## Exercise brief
Extend the news passage on Karnataka's hijab controversy, picking up after its final sentence.

## Reading passage
__________

BJP Spokesperson S. Prakash, in an interview with IANS says, "See hijab issue was in high court which upheld the uniform policy of the state government then. Then subsequently muslim organization went to supreme court challenging the judgment. The issue is pending before them. Even before it is resolved, just to placate the muslims aftermath of Davangere by-poll election, this decision has been taken in haste. This will clearly debate student fraternrity across the state on religious lines."
Why It Matters for Karnataka?
Karnataka was the epicentre of the hijab controversy in 2022. What began in Udupi colleges later spread across the state, leading to protests, counter-protests, court cases and nationwide political debate. The Karnataka High Court upheld the restrictions in March 2022, ruling that hijab was not an essential religious practice in the context of school uniforms. The matter later reached the Supreme Court, where a split verdict kept the issue alive at the national level.

__________

## Material provided
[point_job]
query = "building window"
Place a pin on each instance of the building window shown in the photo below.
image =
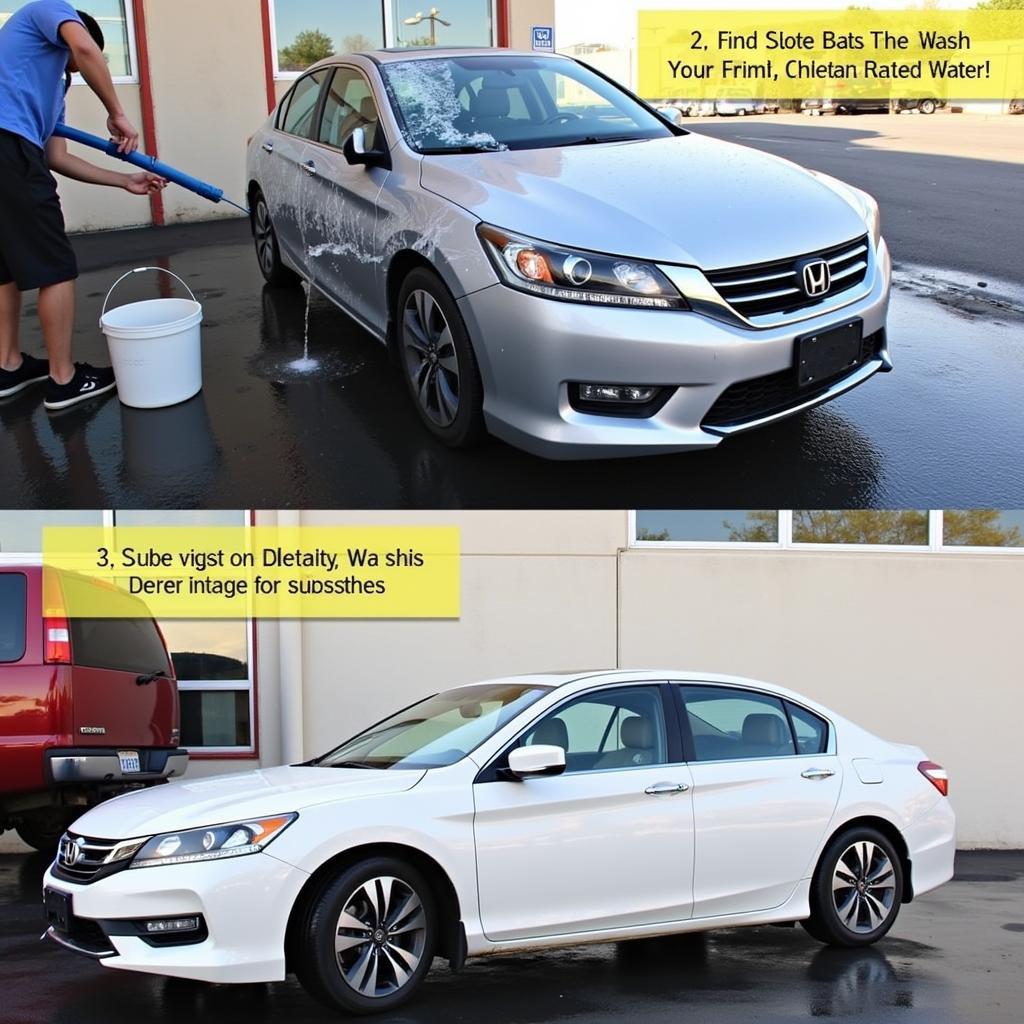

__________

## Output
For Karnataka, the latest order matters for five reasons:
1. It Attempts to Reduce Gate-Level Conflict
In 2022, many visuals showed students being stopped outside institutions. The new order tries to avoid such confrontations by giving administrators clearer instructions.
2. It Brings All Communities Under One Rule
The order does not mention hijab alone. It also includes janivara, rudraksha, turbans and other customary symbols. This helps the government frame the decision as a broader inclusivity policy, not a community-specific exemption.
3. It Keeps Uniforms Intact
The government has not allowed students to ignore uniforms. That is important because schools still retain their institutional identity and discipline.
4. It Reopens a Sensitive Political Debate
The hijab row was one of Karnataka’s biggest flashpoints before the 2023 Assembly election. Its return to headlines will likely influence political messaging in the state.
5. It Could Influence Other States
Karnataka’s decision may become a reference point in other states where schools face similar questions around uniforms, religious symbols and student rights.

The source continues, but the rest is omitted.